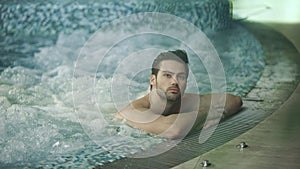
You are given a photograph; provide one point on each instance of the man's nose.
(174, 81)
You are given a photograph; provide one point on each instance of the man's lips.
(173, 90)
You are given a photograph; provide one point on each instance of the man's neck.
(172, 107)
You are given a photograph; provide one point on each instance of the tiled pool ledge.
(277, 83)
(273, 143)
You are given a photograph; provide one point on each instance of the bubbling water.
(39, 118)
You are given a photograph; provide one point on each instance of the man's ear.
(153, 80)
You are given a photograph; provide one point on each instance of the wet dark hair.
(178, 55)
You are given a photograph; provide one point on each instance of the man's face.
(171, 80)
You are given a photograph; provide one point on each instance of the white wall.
(283, 11)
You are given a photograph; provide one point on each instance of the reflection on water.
(38, 124)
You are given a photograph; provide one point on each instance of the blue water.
(41, 126)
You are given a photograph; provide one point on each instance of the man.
(170, 112)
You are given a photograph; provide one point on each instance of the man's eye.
(181, 77)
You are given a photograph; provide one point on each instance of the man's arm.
(178, 125)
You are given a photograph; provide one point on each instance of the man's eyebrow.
(165, 71)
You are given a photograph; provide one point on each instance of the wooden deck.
(273, 143)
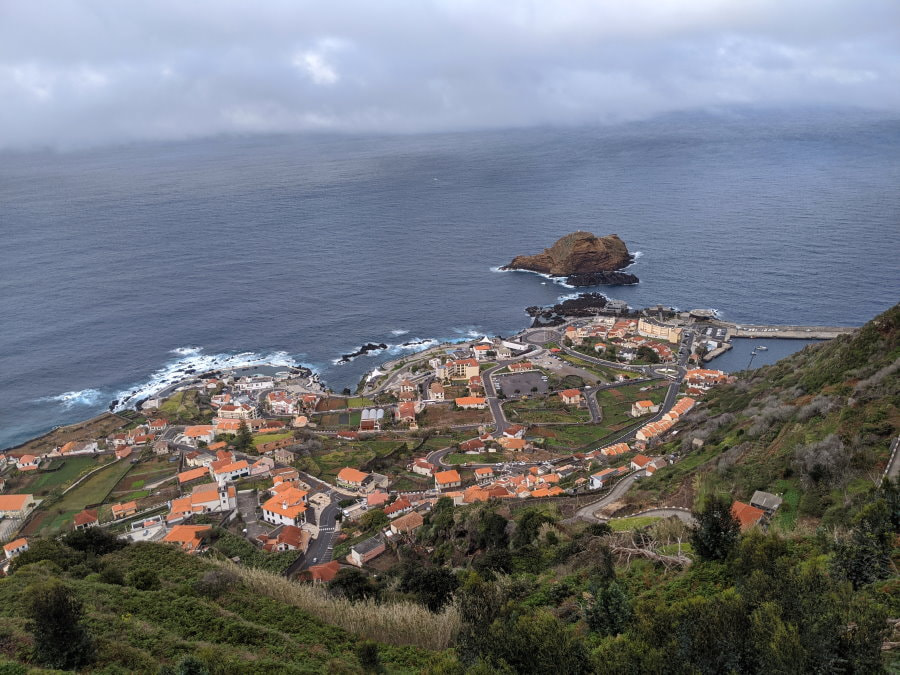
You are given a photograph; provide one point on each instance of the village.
(330, 480)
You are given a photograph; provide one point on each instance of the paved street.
(246, 506)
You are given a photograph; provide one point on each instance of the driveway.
(246, 505)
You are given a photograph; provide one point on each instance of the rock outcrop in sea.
(584, 258)
(585, 305)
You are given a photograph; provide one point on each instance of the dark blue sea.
(120, 265)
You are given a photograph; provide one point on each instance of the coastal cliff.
(582, 256)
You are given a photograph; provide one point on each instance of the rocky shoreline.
(602, 279)
(585, 305)
(584, 259)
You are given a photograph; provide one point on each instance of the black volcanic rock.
(602, 279)
(585, 305)
(365, 349)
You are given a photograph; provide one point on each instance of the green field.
(545, 411)
(70, 470)
(603, 372)
(269, 438)
(616, 403)
(92, 491)
(460, 458)
(633, 523)
(574, 436)
(181, 406)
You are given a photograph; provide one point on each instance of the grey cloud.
(86, 72)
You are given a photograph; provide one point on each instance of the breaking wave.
(194, 362)
(70, 399)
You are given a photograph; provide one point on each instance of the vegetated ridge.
(516, 587)
(815, 427)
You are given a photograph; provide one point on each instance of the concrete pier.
(789, 332)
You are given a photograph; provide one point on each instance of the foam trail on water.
(193, 362)
(70, 399)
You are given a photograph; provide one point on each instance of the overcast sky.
(91, 72)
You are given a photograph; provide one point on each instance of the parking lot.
(523, 382)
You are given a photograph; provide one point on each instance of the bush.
(214, 583)
(144, 579)
(54, 613)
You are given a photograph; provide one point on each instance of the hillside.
(148, 607)
(815, 427)
(510, 586)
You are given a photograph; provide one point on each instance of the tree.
(243, 440)
(716, 532)
(492, 531)
(866, 555)
(352, 584)
(434, 586)
(94, 540)
(374, 520)
(527, 527)
(646, 354)
(610, 611)
(55, 614)
(367, 653)
(144, 579)
(48, 549)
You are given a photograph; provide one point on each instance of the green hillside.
(815, 427)
(511, 586)
(149, 608)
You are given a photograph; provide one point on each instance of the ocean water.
(741, 355)
(120, 266)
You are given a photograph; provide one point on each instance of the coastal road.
(617, 491)
(893, 468)
(320, 548)
(490, 393)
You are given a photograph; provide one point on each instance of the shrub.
(60, 640)
(401, 623)
(144, 579)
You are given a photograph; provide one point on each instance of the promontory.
(583, 258)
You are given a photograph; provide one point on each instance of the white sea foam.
(413, 346)
(556, 280)
(70, 399)
(194, 362)
(186, 351)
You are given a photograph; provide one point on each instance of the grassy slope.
(815, 427)
(241, 631)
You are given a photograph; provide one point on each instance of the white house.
(288, 507)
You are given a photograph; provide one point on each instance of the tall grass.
(401, 623)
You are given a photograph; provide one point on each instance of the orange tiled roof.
(747, 515)
(193, 474)
(351, 475)
(13, 545)
(85, 517)
(13, 502)
(189, 537)
(447, 477)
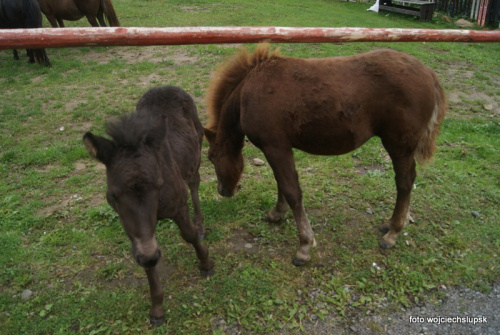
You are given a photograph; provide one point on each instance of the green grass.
(63, 242)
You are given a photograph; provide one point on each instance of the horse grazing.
(327, 106)
(23, 14)
(152, 155)
(73, 10)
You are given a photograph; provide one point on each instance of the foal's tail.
(426, 147)
(227, 78)
(110, 13)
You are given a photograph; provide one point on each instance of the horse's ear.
(209, 134)
(98, 147)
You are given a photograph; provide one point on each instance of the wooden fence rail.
(130, 36)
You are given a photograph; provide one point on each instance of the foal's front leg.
(189, 233)
(198, 216)
(283, 165)
(156, 314)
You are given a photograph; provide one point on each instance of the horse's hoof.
(268, 219)
(383, 245)
(207, 273)
(298, 262)
(155, 322)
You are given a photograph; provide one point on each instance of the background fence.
(484, 12)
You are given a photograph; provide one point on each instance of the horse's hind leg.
(404, 168)
(31, 56)
(100, 17)
(189, 233)
(194, 184)
(277, 213)
(93, 22)
(283, 165)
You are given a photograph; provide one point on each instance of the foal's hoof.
(384, 245)
(155, 322)
(298, 262)
(207, 273)
(384, 228)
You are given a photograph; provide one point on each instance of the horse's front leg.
(404, 169)
(283, 165)
(156, 314)
(277, 213)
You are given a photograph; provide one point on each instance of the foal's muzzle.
(225, 192)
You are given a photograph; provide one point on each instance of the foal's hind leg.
(194, 184)
(283, 165)
(404, 167)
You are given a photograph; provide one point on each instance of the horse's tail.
(227, 78)
(110, 13)
(34, 20)
(426, 147)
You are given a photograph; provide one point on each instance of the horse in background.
(73, 10)
(323, 106)
(23, 14)
(151, 157)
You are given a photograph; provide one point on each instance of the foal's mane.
(229, 75)
(133, 130)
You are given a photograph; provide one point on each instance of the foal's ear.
(157, 132)
(209, 134)
(98, 147)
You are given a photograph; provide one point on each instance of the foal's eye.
(113, 196)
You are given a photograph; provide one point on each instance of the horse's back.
(333, 105)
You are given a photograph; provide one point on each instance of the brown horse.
(73, 10)
(23, 14)
(153, 154)
(327, 106)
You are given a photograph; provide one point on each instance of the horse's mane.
(133, 130)
(228, 76)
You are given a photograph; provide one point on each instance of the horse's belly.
(326, 140)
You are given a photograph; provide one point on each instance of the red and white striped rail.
(134, 36)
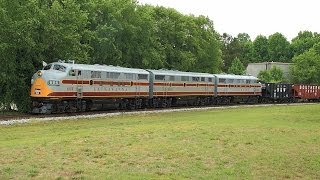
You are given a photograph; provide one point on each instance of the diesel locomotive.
(68, 87)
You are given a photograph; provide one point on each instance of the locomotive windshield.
(47, 67)
(59, 68)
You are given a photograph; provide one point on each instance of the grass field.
(258, 142)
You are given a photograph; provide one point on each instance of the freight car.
(306, 92)
(68, 87)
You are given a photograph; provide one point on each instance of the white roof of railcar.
(232, 76)
(107, 68)
(178, 73)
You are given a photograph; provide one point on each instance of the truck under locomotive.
(67, 87)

════

● Problem to solve
Generate a word-for-word copy of the preceding records, excluding all pictures.

● Result of this task
You are given a photograph; provide one point on each instance of the man's nose.
(174, 81)
You are given a photograph; provide one point on each instance of the man's lips.
(173, 90)
You are given a photograph; provide one point on each instance of the man's neck.
(172, 107)
You are given a photograph; provide one point on each instance of the tiled pool ledge.
(277, 83)
(273, 143)
You are given a photograph; provide one point on each instance of the bubbling water.
(39, 118)
You are given a photograph; provide one point on each instance of the man's ear.
(153, 80)
You are given a photograph; provide one point on each instance of the wet dark hair.
(178, 55)
You are given a photograph; provide one point on each instance of the man's face.
(171, 80)
You are given a photograph; provide one point on each instance of the white wall.
(283, 11)
You are given a photograph; provide one point on each instance of the reflection on water.
(38, 124)
You are given a photograph; provide one point on each instance of the blue water.
(41, 126)
You are given a photograph; provide one point on each instance of the man.
(170, 112)
You are given a photograph; provide one point on each instance of the man's eye.
(181, 77)
You are given a photograph; provide one point on each instance of the man's arm.
(178, 125)
You are given a photograph; provide one point on each instance of the man's eyebrow.
(165, 71)
You are given a photograph; provide one point on each instance of the wooden deck.
(273, 143)
You are given a photograph; provide one point on each instance of the village.
(330, 480)
You are given a photograph; provide one point on each instance of the paved street.
(246, 506)
You are given a photograph; provide one point on each instance of the driveway.
(246, 505)
You are given a photograph; provide one point on each instance of the rock outcrop in sea.
(584, 258)
(585, 305)
You are given a photograph; provide one point on each instance of the dark blue sea.
(120, 265)
You are given a photograph; provide one point on each instance of the coastal cliff.
(582, 256)
You are given a photograph; provide one point on each instance of the rocky shoreline.
(602, 279)
(585, 305)
(584, 259)
You are given a photograph; provide one point on each instance of the black volcanic rock.
(602, 279)
(585, 305)
(365, 349)
You are given a photograph; provide one point on each instance of the green field.
(545, 411)
(70, 470)
(603, 372)
(269, 438)
(616, 403)
(92, 491)
(460, 458)
(633, 523)
(574, 436)
(181, 406)
You are given a photograph; provide one point on each instance of the grey cloud.
(86, 72)
You are given a photograph; provide one point on each instance of the breaking wave.
(194, 362)
(70, 399)
You are given a photograph; provide one point on each instance of the vegetated ridge.
(516, 587)
(815, 427)
You are given a photograph; provide one point on each instance of the concrete pier.
(789, 332)
You are given a photograph; provide one point on each instance of the foam trail on water.
(193, 362)
(70, 399)
You are given a photograph; provide one point on each instance of the overcast sky.
(91, 72)
You are given a photograph; provide one point on each instance of the parking lot.
(523, 382)
You are given a photograph; provide one point on each instance of the bush.
(214, 583)
(144, 579)
(54, 613)
You are given a photograph; provide one point on each instance of the hillside.
(148, 607)
(815, 427)
(510, 586)
You are given a photograph; provide one point on each instance of the tree.
(243, 440)
(716, 532)
(492, 531)
(866, 555)
(352, 584)
(434, 586)
(94, 540)
(374, 520)
(527, 527)
(646, 354)
(610, 611)
(55, 614)
(367, 653)
(144, 579)
(48, 549)
You are given a photograph; provide one point on each instance of the green hillside.
(815, 427)
(511, 586)
(149, 608)
You are given a photograph; provide one point on each instance of the ocean water.
(741, 355)
(120, 266)
You are given a photograph; provide one point on each instance of the coastal road.
(617, 491)
(893, 468)
(320, 548)
(490, 393)
You are given a photograph; provide one point on each instance of the shrub.
(60, 640)
(401, 623)
(144, 579)
You are given a photograph; provide one point on each instance of the promontory.
(583, 258)
You are given a photograph; provide one point on each instance of the white sea foam.
(413, 346)
(556, 280)
(70, 399)
(194, 362)
(186, 351)
You are given a photograph; provide one point on each instance of the grassy slope.
(815, 427)
(241, 631)
You are given a photograph; provide one point on each instance of the white house.
(288, 507)
You are given a photograph; provide one point on each instance of the tall grass.
(401, 623)
You are given a photograph; provide one point on each instance of the orange tiled roof.
(747, 515)
(193, 474)
(351, 475)
(13, 545)
(85, 517)
(13, 502)
(189, 537)
(447, 477)
You are given a photograph; provide one point on each instance of the green grass.
(63, 242)
You are given a photograph; provide one point on each instance of the horse grazing.
(327, 106)
(23, 14)
(152, 155)
(73, 10)
You are given a photograph; provide one point on each instance of the foal's tail.
(426, 147)
(227, 78)
(110, 13)
You are given a photograph; provide one point on each instance of the horse's ear.
(209, 134)
(98, 147)
You are given a photograph; provide one point on each instance of the wooden fence rail.
(130, 36)
You are given a photograph; provide one point on each instance of the foal's front leg.
(189, 233)
(198, 216)
(283, 165)
(156, 314)
You are given a photograph; provide one point on each instance of the horse's hoof.
(268, 219)
(383, 245)
(207, 273)
(298, 262)
(155, 322)
You are given a photograph; provide one point on each instance of the background fence.
(484, 12)
You are given a photograph; provide one point on each instance of the horse's hind leg.
(404, 168)
(31, 56)
(100, 17)
(189, 233)
(194, 184)
(277, 213)
(93, 22)
(283, 165)
You are given a photograph; provide one point on each instance of the foal's hoof.
(384, 245)
(155, 322)
(298, 262)
(207, 273)
(384, 228)
You are given a photograph; provide one point on each instance of the horse's front leg.
(404, 169)
(283, 165)
(156, 314)
(277, 213)
You are given a photograph; provide one point on each instance of the foal's muzzle.
(225, 192)
You are given a photograph; provide one point on each instance of the foal's hind leg.
(194, 184)
(283, 165)
(404, 167)
You are given a photograph; provide one point on each instance of the horse's tail.
(227, 78)
(110, 13)
(34, 20)
(426, 147)
You are given a photograph; provide one point on each instance of the horse in background.
(73, 10)
(323, 106)
(23, 14)
(151, 157)
You are given a photograph; provide one point on each instance of the foal's mane.
(229, 75)
(133, 130)
You are given a photograph; provide one point on each instance of the foal's ear.
(157, 132)
(209, 134)
(98, 147)
You are given a photograph; provide one point on each instance of the foal's eye.
(113, 196)
You are given a photograph; provide one point on each instance of the horse's back.
(333, 105)
You are given a photograph; provide one point on each instance of the brown horse.
(73, 10)
(23, 14)
(153, 154)
(327, 106)
You are given a photograph; provide one point on each instance of the horse's mane.
(133, 130)
(228, 76)
You are given a photograph; provide one point on each instance of the horse's belly.
(326, 140)
You are given a photograph; provide one point on each instance of the red and white striped rail.
(134, 36)
You are given a photograph; provide one point on each instance of the diesel locomotive.
(68, 87)
You are given a photograph; provide one point on each instance of the locomotive windshield.
(47, 67)
(59, 68)
You are given a photograph; provide one point on each instance of the grass field.
(258, 142)
You are given a photograph; provide one point on each instance of the freight car.
(306, 92)
(68, 87)
You are given a photograph; provide one point on each instance of the white roof of railcar.
(232, 76)
(107, 68)
(178, 73)
You are given a photograph; provide one point on each instance of the truck under locomotive.
(67, 87)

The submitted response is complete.